■ DATA SHOWN
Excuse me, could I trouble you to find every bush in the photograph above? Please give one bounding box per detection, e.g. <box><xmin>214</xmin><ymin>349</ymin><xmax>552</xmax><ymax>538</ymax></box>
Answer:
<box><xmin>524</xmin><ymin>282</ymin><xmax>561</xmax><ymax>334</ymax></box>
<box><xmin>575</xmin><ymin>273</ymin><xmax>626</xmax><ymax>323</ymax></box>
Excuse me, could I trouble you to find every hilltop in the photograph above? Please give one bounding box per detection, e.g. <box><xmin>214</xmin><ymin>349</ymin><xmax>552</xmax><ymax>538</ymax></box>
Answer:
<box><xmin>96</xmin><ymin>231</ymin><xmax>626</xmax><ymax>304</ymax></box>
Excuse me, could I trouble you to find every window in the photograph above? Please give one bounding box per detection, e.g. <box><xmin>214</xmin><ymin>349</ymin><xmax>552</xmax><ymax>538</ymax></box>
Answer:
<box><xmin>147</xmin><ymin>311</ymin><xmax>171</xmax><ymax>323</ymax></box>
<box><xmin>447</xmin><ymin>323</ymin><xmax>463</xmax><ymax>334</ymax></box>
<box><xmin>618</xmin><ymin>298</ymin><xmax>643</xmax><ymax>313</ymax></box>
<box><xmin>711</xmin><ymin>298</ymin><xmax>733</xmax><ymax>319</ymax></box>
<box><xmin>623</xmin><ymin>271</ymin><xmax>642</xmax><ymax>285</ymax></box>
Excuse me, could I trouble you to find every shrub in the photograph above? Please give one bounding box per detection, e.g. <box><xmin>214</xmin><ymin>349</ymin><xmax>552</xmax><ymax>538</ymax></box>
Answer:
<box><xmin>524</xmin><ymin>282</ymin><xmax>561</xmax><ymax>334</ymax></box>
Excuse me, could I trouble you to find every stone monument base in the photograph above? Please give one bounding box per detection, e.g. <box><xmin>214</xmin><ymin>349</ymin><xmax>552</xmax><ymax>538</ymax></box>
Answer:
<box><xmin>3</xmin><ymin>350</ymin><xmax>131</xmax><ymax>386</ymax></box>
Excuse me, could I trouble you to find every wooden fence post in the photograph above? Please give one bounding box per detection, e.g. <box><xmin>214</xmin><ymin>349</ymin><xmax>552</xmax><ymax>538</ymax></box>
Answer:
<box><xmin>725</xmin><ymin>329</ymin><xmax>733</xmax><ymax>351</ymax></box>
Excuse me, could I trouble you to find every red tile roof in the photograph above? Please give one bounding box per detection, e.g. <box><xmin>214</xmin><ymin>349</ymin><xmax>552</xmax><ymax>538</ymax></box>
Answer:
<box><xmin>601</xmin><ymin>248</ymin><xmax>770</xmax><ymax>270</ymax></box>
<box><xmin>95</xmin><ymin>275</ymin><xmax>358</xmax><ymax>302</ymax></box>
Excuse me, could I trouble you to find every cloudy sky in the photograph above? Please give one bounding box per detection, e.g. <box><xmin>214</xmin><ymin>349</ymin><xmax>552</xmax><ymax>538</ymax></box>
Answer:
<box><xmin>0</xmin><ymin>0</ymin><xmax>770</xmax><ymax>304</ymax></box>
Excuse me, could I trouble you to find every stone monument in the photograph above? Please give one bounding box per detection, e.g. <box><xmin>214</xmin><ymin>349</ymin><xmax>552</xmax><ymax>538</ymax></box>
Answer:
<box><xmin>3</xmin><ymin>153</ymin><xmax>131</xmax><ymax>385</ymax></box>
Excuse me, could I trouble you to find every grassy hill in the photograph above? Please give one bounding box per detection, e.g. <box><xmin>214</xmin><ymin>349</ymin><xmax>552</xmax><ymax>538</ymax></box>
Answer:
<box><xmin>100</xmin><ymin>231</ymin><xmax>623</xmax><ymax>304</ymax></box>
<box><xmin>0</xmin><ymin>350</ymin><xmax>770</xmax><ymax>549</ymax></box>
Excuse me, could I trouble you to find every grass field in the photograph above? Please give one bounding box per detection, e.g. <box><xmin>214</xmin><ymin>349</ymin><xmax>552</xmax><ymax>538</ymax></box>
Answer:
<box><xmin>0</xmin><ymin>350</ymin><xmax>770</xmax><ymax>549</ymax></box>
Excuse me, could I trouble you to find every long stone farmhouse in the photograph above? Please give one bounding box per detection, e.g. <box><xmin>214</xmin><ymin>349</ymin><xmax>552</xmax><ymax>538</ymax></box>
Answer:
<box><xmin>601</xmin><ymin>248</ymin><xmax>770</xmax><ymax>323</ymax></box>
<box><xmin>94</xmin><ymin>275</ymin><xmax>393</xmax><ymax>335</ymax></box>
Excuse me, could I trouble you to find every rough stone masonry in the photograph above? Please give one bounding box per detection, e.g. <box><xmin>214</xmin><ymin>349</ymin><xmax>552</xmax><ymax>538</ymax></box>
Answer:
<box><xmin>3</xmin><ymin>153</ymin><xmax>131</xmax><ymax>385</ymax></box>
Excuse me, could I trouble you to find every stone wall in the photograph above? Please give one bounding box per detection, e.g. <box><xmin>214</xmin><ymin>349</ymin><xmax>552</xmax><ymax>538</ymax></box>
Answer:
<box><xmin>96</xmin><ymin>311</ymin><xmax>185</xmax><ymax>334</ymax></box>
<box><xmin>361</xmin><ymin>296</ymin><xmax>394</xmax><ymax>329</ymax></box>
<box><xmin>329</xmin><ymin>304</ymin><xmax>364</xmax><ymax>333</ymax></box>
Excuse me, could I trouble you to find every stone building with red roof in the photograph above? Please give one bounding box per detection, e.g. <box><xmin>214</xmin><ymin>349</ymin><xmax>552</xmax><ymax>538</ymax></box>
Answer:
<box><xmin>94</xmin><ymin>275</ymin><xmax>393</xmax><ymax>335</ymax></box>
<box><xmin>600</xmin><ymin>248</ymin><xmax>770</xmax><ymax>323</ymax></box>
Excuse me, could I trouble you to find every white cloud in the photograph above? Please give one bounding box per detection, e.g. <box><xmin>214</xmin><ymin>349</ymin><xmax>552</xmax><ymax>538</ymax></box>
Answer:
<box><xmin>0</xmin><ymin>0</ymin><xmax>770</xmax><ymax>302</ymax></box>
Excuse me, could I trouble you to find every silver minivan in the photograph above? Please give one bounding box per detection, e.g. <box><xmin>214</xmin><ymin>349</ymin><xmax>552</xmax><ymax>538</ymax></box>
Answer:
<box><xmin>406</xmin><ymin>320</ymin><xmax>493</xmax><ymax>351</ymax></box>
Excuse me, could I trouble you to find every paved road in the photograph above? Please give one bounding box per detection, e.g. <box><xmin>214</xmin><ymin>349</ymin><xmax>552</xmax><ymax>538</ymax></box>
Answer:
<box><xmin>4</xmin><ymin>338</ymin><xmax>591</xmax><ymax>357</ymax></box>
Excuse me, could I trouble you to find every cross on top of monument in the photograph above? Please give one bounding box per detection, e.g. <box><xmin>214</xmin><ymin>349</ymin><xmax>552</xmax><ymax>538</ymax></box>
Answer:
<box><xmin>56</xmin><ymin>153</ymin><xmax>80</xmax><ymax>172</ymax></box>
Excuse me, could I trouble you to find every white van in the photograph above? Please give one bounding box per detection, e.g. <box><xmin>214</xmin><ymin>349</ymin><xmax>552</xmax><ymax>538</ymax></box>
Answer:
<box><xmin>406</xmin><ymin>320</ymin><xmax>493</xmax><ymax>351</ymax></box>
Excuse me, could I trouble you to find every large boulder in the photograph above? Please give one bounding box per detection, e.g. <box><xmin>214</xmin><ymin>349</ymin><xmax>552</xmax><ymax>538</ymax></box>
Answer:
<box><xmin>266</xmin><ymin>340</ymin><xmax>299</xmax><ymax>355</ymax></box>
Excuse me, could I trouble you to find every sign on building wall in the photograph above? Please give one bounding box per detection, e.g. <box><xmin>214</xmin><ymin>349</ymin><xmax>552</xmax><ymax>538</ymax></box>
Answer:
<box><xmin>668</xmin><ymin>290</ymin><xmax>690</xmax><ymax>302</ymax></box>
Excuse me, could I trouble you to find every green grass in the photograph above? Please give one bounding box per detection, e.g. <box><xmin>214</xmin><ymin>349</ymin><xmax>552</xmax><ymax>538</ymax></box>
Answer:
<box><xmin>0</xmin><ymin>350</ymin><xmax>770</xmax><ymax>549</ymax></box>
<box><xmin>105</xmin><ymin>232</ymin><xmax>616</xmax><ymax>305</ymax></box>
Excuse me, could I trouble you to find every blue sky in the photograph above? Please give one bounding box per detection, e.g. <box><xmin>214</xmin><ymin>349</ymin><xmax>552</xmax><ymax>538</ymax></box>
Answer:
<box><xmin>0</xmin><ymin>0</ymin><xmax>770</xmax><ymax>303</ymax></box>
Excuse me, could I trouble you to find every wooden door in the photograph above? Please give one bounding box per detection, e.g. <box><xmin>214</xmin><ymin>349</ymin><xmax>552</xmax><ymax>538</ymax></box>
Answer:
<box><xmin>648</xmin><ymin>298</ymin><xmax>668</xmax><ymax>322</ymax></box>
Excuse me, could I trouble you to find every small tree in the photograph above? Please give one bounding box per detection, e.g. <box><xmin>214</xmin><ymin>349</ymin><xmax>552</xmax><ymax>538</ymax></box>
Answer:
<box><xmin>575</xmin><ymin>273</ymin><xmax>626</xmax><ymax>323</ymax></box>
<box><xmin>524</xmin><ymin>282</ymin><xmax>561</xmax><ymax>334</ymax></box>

■ TASK DETAILS
Repeat the line containing "Excuse me, could I trouble you to find every green" and all subsequent lines through the final line of the data, exactly and with no others.

■ TASK SOLUTION
Excuse me, could I trouble you to find every green grass in the photograph above? Please give one bounding box per detection, e.g. <box><xmin>214</xmin><ymin>349</ymin><xmax>552</xmax><ymax>538</ymax></box>
Answer:
<box><xmin>0</xmin><ymin>350</ymin><xmax>770</xmax><ymax>549</ymax></box>
<box><xmin>105</xmin><ymin>232</ymin><xmax>616</xmax><ymax>305</ymax></box>
Excuse me, could I trouble you to find every blue sky in the photograph above? Please give one bounding box per detection, e.g. <box><xmin>214</xmin><ymin>349</ymin><xmax>552</xmax><ymax>538</ymax></box>
Answer:
<box><xmin>0</xmin><ymin>0</ymin><xmax>770</xmax><ymax>303</ymax></box>
Excuse me, could I trouble you to find every wooden door in the photograph above? Please give one bounding box per detection, e.g. <box><xmin>214</xmin><ymin>349</ymin><xmax>552</xmax><ymax>538</ymax></box>
Answer:
<box><xmin>648</xmin><ymin>298</ymin><xmax>668</xmax><ymax>322</ymax></box>
Excuse me, could I trouble you to find every small tree in the photograph above? Please give one bounding box per detection, e.g. <box><xmin>214</xmin><ymin>349</ymin><xmax>552</xmax><ymax>538</ymax></box>
Answer:
<box><xmin>575</xmin><ymin>273</ymin><xmax>626</xmax><ymax>323</ymax></box>
<box><xmin>524</xmin><ymin>282</ymin><xmax>561</xmax><ymax>334</ymax></box>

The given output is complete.